- Record excerpts -

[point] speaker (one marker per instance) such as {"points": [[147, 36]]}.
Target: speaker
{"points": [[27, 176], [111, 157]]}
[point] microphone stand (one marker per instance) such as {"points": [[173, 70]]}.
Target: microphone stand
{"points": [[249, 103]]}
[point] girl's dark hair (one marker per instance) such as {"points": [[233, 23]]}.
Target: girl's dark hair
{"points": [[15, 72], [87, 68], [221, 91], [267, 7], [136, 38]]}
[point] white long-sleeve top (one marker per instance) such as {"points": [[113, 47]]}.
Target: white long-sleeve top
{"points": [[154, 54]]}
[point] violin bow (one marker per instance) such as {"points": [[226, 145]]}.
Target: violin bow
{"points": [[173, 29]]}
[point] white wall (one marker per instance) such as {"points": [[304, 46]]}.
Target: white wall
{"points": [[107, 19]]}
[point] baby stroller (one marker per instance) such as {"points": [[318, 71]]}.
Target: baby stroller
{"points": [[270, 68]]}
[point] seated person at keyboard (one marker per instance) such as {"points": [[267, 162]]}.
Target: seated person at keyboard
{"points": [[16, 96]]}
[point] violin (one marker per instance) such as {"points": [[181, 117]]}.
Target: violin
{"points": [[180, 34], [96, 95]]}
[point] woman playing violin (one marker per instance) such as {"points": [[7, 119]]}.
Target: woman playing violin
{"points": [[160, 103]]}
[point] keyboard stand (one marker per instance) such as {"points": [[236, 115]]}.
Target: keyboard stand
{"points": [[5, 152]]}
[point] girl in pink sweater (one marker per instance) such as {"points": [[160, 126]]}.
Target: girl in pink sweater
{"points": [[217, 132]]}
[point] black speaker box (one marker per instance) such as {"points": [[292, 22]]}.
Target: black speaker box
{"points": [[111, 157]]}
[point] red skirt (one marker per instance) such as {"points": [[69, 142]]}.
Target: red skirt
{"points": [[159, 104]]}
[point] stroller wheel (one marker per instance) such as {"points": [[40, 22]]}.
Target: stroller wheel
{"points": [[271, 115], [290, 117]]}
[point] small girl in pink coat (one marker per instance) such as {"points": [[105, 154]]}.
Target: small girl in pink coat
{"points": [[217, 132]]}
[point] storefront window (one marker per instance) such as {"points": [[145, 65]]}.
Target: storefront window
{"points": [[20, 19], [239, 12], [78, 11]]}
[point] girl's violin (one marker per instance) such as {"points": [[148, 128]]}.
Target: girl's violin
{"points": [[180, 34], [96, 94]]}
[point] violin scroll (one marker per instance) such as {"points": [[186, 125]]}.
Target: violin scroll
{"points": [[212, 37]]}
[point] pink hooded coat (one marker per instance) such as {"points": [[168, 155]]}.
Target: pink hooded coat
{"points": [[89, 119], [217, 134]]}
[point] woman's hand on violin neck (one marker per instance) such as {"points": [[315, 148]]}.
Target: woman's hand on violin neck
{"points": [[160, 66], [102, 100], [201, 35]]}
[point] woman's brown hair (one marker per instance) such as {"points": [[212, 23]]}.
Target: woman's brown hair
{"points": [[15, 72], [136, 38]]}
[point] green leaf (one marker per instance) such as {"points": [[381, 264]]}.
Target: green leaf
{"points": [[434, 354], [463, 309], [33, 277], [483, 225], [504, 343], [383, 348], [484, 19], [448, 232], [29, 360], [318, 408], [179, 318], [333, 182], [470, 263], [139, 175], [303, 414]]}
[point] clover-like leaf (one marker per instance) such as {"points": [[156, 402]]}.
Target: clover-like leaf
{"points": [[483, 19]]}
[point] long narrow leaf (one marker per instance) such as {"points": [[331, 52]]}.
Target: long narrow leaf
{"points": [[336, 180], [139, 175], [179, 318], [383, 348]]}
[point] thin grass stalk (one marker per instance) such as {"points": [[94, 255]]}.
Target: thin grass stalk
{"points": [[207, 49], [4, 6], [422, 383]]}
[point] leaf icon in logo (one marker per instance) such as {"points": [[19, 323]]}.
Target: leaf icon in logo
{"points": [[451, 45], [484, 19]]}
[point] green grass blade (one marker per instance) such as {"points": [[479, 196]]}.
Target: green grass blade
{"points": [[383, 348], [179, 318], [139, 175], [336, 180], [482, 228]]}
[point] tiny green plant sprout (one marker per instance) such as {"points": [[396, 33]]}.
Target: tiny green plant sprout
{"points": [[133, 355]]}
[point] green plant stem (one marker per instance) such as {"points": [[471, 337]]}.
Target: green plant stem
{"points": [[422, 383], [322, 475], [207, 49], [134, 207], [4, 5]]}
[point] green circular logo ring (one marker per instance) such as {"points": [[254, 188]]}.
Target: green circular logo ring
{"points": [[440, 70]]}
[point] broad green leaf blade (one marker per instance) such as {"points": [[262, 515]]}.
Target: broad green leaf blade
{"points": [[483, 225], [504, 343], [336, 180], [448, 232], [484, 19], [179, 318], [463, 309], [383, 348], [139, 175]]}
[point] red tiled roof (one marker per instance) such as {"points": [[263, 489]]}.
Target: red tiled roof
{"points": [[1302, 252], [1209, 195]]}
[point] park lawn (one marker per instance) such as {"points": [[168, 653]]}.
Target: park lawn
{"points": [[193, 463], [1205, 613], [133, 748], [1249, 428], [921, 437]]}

- Goal -
Once more, set down the full listing, verbatim.

- Answer for this exercise -
[point] speaker (one marker per instance) such as {"points": [[147, 36]]}.
Target: speaker
{"points": [[27, 176], [111, 157]]}
[point] microphone stand (one marker per instance) such as {"points": [[173, 70]]}.
Target: microphone stand
{"points": [[249, 103]]}
[point] girl's dark hair (one marker per instance) such as {"points": [[233, 23]]}.
Target: girl's dark hair
{"points": [[15, 72], [87, 68], [221, 91], [267, 7], [136, 38]]}
[point] white long-sleeve top (one marker per instance) such as {"points": [[113, 47]]}.
Target: white long-sleeve top
{"points": [[154, 54]]}
[point] violin bow (one marker per instance) such as {"points": [[226, 145]]}.
Target: violin bow
{"points": [[173, 29]]}
[point] white wall (one marker per instance) such as {"points": [[304, 46]]}.
Target: white wall
{"points": [[107, 19]]}
[point] baby stroller (one marker per instance) such as {"points": [[318, 71]]}.
Target: baby stroller
{"points": [[270, 68]]}
[point] seated person at keyboard (one marker per instance) such as {"points": [[267, 162]]}.
Target: seated person at keyboard
{"points": [[16, 96]]}
[point] violin (one marker per instance) such as {"points": [[181, 117]]}.
Target: violin
{"points": [[180, 34], [96, 95]]}
[point] woman playing violin (one marker per instance) such as {"points": [[7, 119]]}.
Target: woman playing violin
{"points": [[160, 103]]}
[point] keyboard stand (one marker per instance) such as {"points": [[236, 115]]}.
Target: keyboard stand
{"points": [[5, 152]]}
[point] girl in pink sweater (one marker per instance) such as {"points": [[160, 126]]}.
Target: girl in pink sweater
{"points": [[217, 132]]}
[point] black speaker box (one marker per instance) such as {"points": [[292, 22]]}.
Target: black speaker box
{"points": [[111, 157]]}
[point] red skirt (one marker per instance) such as {"points": [[69, 142]]}.
Target: red skirt
{"points": [[159, 104]]}
[point] stroller wheel (one marker per instance) such as {"points": [[40, 22]]}.
Target: stroller wheel
{"points": [[271, 115], [290, 117]]}
[point] small girl in pink coat (one marker per instance) such as {"points": [[105, 154]]}.
Target: small girl in pink coat
{"points": [[217, 132]]}
[point] storefront window (one marker per instance) such as {"points": [[145, 65]]}.
Target: storefront window
{"points": [[20, 19], [239, 12], [78, 11]]}
[point] girl's violin (one marker per instance) such as {"points": [[148, 128]]}.
Target: girl's violin
{"points": [[180, 34], [96, 94]]}
[point] violin scroll (one marker per instance) such as {"points": [[186, 125]]}.
Target: violin scroll
{"points": [[212, 37]]}
[point] pink hooded coat (one marker per instance) such as {"points": [[168, 155]]}.
Target: pink hooded coat
{"points": [[89, 119], [217, 134]]}
[point] woman's hand on violin neck (one marker per instance) such as {"points": [[315, 148]]}.
Target: woman's hand on violin neck
{"points": [[160, 66], [102, 100], [201, 35]]}
[point] woman's brown hair (one marker per instance) such as {"points": [[212, 23]]}.
Target: woman's brown hair
{"points": [[15, 72], [136, 38]]}
[point] green leaf (one marker per instance) such as {"points": [[381, 264]]}.
Target: green leaf
{"points": [[434, 354], [463, 309], [33, 277], [483, 225], [504, 343], [383, 348], [484, 19], [448, 232], [29, 360], [318, 408], [179, 318], [333, 182], [470, 263], [139, 175], [303, 414]]}
[point] clover-like leaf (one marker per instance) such as {"points": [[156, 402]]}.
Target: clover-like leaf
{"points": [[483, 19]]}
[point] long narrow leaf (one marker per instance) such as {"points": [[331, 52]]}.
Target: long narrow leaf
{"points": [[336, 180], [139, 175], [179, 318], [383, 348]]}
[point] thin grass stalk (one marker per instance) such as {"points": [[94, 255]]}.
Target: thin grass stalk
{"points": [[207, 49], [4, 6], [422, 383]]}
[point] leaf icon in logo (one marker per instance) such as {"points": [[19, 323]]}.
Target: leaf icon in logo
{"points": [[451, 45], [484, 19]]}
[point] green grass blade (one marker per instance) such as {"points": [[479, 196]]}.
Target: green grass blade
{"points": [[383, 348], [179, 318], [139, 175], [336, 180], [482, 228]]}
[point] tiny green plant sprout (one marker per instance) such as {"points": [[396, 33]]}.
Target: tiny green plant sprout
{"points": [[133, 355]]}
[point] green plant stem (one marker per instance) such as {"points": [[471, 337]]}.
Target: green plant stem
{"points": [[422, 383], [322, 475], [207, 49], [134, 207], [4, 5]]}
[point] green circular logo ring (one marker per instance) such as {"points": [[254, 188]]}.
Target: green circular logo ring
{"points": [[440, 70]]}
[point] broad green leaf blade (one marker per instance) such as {"points": [[262, 515]]}.
Target: broad green leaf blade
{"points": [[483, 225], [504, 343], [336, 180], [448, 232], [484, 19], [179, 318], [463, 309], [383, 348], [139, 175]]}
[point] red tiled roof (one marker per instance) such as {"points": [[263, 489]]}.
Target: red tiled roof
{"points": [[1302, 252], [1209, 195]]}
[point] park lawn (one marker per instance) such as {"points": [[168, 653]]}.
Target: park lawn
{"points": [[193, 463], [1205, 613], [133, 748], [1249, 428], [921, 437]]}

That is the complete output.